Stored data entries:
────────────────

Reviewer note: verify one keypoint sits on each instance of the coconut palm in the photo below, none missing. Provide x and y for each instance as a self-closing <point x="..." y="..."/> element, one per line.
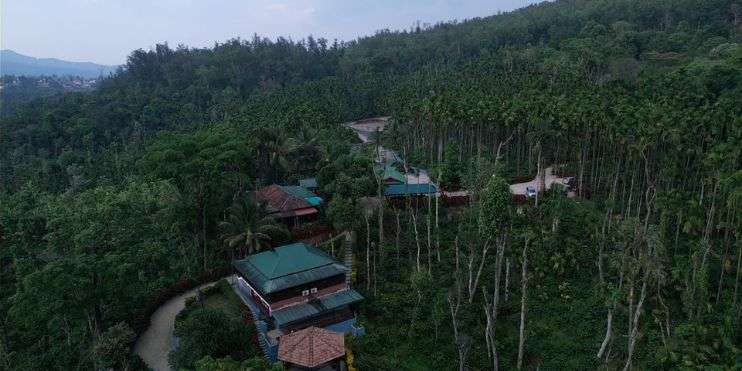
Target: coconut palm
<point x="247" y="229"/>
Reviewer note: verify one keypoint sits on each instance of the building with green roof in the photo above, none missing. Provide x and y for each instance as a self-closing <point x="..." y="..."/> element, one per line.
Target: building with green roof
<point x="297" y="286"/>
<point x="389" y="174"/>
<point x="303" y="193"/>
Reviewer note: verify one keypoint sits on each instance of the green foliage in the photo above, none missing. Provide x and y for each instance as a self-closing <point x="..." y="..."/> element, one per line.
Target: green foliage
<point x="114" y="346"/>
<point x="207" y="332"/>
<point x="110" y="196"/>
<point x="228" y="364"/>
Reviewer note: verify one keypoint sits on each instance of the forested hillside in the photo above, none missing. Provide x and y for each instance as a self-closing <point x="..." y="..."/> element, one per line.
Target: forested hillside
<point x="111" y="198"/>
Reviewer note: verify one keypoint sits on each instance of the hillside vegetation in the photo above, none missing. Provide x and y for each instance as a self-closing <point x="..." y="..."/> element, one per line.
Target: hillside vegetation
<point x="110" y="198"/>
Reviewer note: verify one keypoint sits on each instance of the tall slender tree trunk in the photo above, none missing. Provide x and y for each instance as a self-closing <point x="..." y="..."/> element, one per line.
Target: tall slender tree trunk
<point x="523" y="305"/>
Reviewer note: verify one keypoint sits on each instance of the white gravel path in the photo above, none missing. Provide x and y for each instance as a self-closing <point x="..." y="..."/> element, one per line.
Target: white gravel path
<point x="155" y="343"/>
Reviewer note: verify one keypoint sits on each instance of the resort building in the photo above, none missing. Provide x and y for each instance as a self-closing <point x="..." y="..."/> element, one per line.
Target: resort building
<point x="293" y="287"/>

────────────────

Task prompt: Copy out every entry above word for word; omit the images.

Written answer:
Reviewer note: verify one keypoint sits on each instance of the coconut palm in the photo below, none missing. Provide x and y for each instance as a self-closing <point x="..." y="..."/> element, one per line.
Target: coconut palm
<point x="247" y="229"/>
Reviewer note: verify one keypoint sits on each instance of the building with green roof in the photo above, none missing. Provide x and y for each instance as a self-closing <point x="..." y="..."/> element, one per line.
Target: building with green roof
<point x="297" y="286"/>
<point x="389" y="174"/>
<point x="303" y="193"/>
Reviewer note: verify one keypoint sits on each instance of the green foliage in the photo above, none missing. Provide x and y for each instance as a self-closing <point x="..." y="..."/> element, one per line.
Target: green foliage
<point x="114" y="346"/>
<point x="207" y="332"/>
<point x="110" y="196"/>
<point x="228" y="364"/>
Reviewer note: verify one keypoint sits on each instance of the forested hillside in the photo above, none missing. Provide x and y for each instance as a self-closing <point x="..." y="..."/> element, one per line.
Target: forested hillside
<point x="111" y="198"/>
Reviewer note: verify one keypoint sits on each instance of the hillside vegetation in the photo above, none missing. Provide x and y for each instance as a self-closing <point x="..." y="..."/> element, one per line.
Target: hillside vegetation
<point x="110" y="198"/>
Reviewer note: verify one keypoint sits on each instance of the tall slender tree trunk in the photo above, none missing. Provide x and y for each instance as a self-closing <point x="..." y="..."/> element, one per line.
Target: tall slender tree trunk
<point x="523" y="305"/>
Reviewer note: verify one keypoint sits on each instance of the white gravel path in the photo above, none missing. Provide x and y for each instance as a self-closing <point x="..." y="..."/> element, one per line.
Target: white gravel path
<point x="155" y="343"/>
Reviewer note: verify one keypoint sits on each instance of the resort building in the photo above, none missing. Provide x and y for each instance as a self-closing <point x="..." y="..."/> element, one per line.
Target: resort building
<point x="293" y="287"/>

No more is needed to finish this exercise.